* **SHORT TASK**
Rewrite the material starting at the line that contains "Where can the white lower" and ending after the line that contains "<point>432,245</point>", keeping every request line. Shift each x and y coordinate in the answer points up by 150, but leave the sample points inside the requests unchanged.

* **DATA FOR THE TASK**
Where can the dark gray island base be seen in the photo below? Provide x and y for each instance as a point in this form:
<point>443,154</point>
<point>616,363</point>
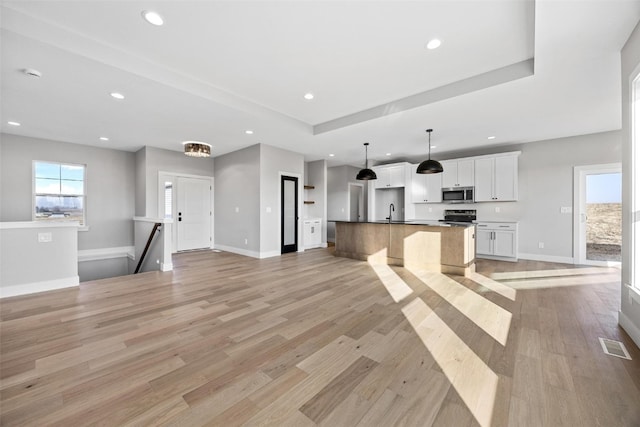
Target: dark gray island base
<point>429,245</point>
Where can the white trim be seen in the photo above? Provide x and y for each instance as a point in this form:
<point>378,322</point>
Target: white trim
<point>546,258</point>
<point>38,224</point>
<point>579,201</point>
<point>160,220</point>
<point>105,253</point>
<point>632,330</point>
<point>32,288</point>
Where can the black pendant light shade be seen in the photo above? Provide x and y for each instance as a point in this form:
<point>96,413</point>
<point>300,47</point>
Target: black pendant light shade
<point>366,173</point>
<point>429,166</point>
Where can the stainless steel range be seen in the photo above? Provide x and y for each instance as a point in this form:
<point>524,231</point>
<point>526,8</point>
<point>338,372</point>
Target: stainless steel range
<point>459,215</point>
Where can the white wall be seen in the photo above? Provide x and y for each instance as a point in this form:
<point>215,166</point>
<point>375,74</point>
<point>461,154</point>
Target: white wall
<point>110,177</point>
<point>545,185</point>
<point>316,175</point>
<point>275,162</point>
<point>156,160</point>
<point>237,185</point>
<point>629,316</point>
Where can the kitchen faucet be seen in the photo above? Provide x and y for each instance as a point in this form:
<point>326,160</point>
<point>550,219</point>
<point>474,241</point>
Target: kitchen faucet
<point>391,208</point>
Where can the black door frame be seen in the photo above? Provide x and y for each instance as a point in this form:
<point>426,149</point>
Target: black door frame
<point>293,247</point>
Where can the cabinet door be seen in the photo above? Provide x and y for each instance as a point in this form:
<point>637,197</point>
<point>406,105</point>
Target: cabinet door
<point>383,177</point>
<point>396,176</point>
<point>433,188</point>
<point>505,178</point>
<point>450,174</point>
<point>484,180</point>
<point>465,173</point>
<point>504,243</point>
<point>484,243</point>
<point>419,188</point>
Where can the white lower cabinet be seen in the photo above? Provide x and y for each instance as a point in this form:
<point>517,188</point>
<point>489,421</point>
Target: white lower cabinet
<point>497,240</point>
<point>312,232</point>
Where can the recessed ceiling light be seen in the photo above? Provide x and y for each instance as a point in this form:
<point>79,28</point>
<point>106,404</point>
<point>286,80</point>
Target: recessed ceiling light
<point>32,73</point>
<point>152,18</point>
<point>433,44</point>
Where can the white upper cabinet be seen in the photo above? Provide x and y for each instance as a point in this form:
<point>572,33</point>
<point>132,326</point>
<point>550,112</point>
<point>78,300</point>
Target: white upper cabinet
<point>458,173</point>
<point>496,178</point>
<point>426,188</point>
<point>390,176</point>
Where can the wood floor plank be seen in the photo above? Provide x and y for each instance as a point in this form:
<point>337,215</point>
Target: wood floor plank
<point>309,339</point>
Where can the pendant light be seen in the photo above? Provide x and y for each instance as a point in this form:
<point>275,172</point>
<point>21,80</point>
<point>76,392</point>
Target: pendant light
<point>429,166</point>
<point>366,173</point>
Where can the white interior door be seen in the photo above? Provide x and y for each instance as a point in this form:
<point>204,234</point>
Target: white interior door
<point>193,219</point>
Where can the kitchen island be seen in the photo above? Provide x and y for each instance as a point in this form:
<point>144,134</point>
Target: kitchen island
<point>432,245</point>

---

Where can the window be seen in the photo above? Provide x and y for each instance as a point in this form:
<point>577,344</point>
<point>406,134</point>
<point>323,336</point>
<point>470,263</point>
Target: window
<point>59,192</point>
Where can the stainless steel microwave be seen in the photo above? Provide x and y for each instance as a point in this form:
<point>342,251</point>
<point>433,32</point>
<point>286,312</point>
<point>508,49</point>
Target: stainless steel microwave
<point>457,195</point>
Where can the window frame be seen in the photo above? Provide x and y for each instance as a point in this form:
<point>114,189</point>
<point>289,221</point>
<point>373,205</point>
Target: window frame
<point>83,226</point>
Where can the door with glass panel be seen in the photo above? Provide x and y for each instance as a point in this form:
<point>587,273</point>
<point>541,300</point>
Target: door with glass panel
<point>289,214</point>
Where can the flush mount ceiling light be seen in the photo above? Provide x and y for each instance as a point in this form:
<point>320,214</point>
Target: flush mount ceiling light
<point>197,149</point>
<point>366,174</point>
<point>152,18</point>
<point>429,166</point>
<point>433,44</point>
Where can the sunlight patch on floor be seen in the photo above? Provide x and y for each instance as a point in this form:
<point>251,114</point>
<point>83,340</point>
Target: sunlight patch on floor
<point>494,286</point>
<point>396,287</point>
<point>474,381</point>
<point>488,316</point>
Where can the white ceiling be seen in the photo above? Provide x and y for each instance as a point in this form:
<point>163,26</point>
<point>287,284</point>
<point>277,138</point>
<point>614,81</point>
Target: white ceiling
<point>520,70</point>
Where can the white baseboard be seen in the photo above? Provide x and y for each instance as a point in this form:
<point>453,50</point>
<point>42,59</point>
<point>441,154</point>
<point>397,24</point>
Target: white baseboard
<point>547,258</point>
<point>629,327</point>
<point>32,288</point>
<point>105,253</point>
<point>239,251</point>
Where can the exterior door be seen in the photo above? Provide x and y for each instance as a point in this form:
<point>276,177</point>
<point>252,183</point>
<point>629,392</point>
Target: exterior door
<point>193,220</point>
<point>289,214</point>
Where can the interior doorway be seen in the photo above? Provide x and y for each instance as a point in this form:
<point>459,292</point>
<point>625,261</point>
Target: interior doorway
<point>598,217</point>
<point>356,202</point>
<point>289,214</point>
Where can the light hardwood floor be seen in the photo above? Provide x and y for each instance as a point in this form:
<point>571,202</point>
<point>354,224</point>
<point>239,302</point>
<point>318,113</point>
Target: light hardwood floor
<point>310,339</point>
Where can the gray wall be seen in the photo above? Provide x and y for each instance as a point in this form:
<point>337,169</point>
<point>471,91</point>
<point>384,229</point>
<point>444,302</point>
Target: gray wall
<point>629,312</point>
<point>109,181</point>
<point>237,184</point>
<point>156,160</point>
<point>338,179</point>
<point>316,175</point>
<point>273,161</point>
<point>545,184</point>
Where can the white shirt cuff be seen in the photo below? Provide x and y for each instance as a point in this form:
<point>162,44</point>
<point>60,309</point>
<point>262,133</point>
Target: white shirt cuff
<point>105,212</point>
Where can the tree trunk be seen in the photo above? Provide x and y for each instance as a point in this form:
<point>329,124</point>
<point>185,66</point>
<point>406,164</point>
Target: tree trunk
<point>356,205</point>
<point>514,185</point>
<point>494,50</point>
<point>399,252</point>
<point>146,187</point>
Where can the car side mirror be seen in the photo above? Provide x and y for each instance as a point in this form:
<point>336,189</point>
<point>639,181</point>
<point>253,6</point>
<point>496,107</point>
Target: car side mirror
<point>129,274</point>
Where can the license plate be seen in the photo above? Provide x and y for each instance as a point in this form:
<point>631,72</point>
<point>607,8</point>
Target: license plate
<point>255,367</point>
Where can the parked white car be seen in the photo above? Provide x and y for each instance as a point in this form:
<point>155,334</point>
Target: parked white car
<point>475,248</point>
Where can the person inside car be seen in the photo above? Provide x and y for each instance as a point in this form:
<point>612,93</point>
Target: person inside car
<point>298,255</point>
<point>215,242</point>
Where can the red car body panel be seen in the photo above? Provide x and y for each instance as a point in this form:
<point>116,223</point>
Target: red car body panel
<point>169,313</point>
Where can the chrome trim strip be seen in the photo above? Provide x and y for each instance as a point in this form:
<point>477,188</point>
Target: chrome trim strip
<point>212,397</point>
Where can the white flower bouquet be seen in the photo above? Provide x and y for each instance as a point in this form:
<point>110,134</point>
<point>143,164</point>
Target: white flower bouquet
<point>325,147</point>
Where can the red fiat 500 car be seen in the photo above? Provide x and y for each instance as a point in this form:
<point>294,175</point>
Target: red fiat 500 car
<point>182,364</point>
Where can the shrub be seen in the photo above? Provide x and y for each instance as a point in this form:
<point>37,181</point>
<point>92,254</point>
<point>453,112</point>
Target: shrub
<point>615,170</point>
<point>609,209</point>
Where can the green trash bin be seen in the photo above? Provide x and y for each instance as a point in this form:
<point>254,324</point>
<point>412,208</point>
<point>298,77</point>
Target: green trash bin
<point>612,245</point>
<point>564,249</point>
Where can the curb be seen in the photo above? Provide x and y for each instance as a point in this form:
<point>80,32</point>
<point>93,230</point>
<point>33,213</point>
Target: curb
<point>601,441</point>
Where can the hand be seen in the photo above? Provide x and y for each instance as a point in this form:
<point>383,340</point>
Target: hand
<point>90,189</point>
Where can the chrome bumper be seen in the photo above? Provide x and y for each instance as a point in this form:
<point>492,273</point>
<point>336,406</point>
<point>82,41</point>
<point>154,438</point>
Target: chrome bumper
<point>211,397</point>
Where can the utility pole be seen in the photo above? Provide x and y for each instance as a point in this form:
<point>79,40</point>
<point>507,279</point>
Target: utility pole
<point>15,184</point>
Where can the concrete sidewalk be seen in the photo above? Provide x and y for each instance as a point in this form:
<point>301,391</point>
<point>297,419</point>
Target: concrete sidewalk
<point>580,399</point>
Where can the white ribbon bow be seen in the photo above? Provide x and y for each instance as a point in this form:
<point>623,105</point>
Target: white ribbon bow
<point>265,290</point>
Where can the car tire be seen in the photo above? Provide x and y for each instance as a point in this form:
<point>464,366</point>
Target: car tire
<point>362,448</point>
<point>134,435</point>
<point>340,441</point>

---

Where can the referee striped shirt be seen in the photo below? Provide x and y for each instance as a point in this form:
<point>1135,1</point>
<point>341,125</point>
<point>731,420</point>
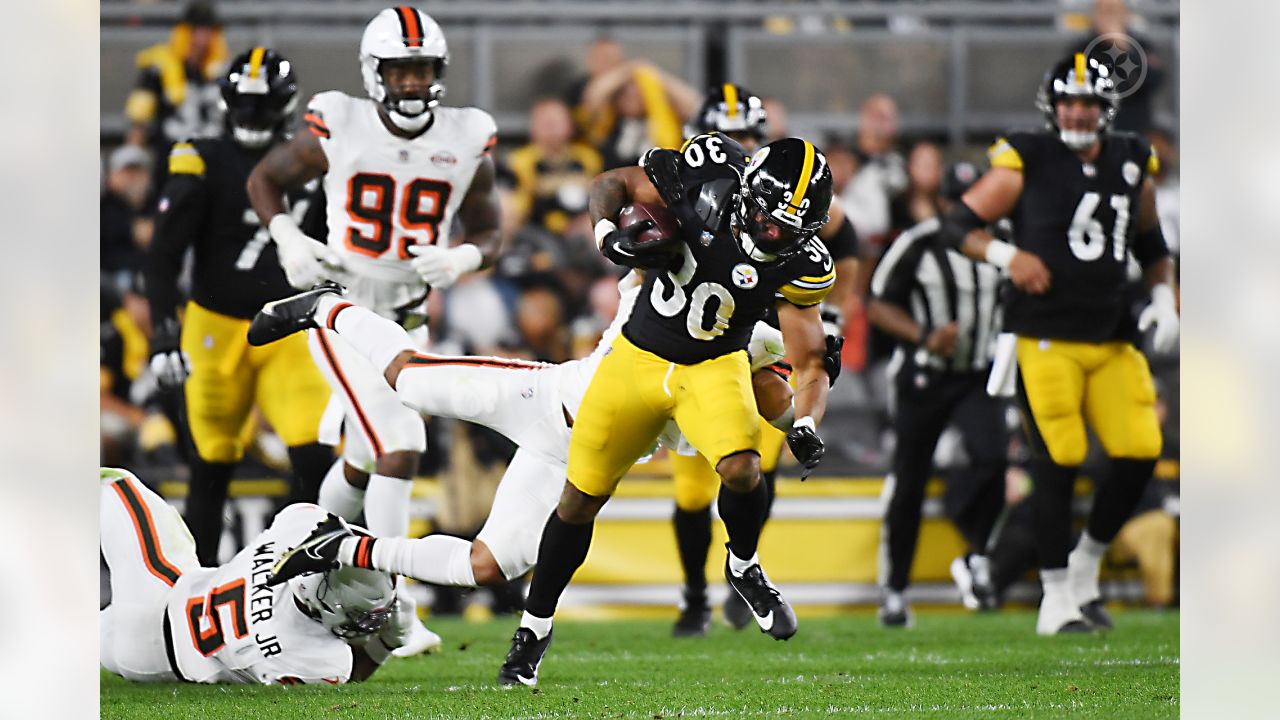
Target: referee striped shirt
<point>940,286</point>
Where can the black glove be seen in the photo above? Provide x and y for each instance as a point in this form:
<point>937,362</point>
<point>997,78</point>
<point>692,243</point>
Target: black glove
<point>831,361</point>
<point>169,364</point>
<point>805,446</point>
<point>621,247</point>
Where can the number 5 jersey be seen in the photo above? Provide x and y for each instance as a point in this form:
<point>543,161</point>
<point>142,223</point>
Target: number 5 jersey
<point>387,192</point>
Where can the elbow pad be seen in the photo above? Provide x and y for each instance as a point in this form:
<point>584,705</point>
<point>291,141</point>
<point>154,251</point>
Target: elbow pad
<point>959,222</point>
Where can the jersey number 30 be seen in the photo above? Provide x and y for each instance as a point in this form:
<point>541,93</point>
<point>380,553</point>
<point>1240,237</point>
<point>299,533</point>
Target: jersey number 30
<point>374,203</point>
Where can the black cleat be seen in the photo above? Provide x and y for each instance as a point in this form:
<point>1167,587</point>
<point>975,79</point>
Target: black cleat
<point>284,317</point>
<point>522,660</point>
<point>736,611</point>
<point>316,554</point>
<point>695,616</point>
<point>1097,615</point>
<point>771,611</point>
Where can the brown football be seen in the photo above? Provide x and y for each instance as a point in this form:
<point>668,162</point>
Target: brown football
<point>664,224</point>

* **SOLUTION TO THIS PROBLEM**
Where can the white lower cabinet be seen in the photo above? Provide x and y for each instance as a point in this form:
<point>517,188</point>
<point>489,421</point>
Target: white lower cabinet
<point>647,390</point>
<point>462,382</point>
Where can the recessed ceiling light be seen in the photo above? Provide x and y for each instance as a point in this form:
<point>79,28</point>
<point>106,404</point>
<point>286,80</point>
Target: recessed ceiling light
<point>182,223</point>
<point>302,168</point>
<point>583,194</point>
Where can the white upper cabinet be seen in the photo above? Provide x and y for each instance as a point in this form:
<point>572,33</point>
<point>132,326</point>
<point>550,112</point>
<point>78,300</point>
Target: white upper cabinet
<point>608,323</point>
<point>646,328</point>
<point>576,338</point>
<point>540,326</point>
Where can the wood floor plank be seen in the photo above? Provide x and y for each instance as a point in this form:
<point>337,215</point>
Target: wood floor plank
<point>459,489</point>
Where can the pendant light be seen in the photo above? Provide x and y for each instance as a point in this form:
<point>275,172</point>
<point>21,80</point>
<point>76,392</point>
Target: pendant light
<point>579,316</point>
<point>516,323</point>
Where can the white interior door be seen in the photo above? Provide x and y for each instance as a point in this form:
<point>204,234</point>
Target: white interior door
<point>343,369</point>
Where can the kitchen island be seen in the photo above? Provide x and y for each instance as a point in this form:
<point>144,134</point>
Target: kitchen island
<point>582,395</point>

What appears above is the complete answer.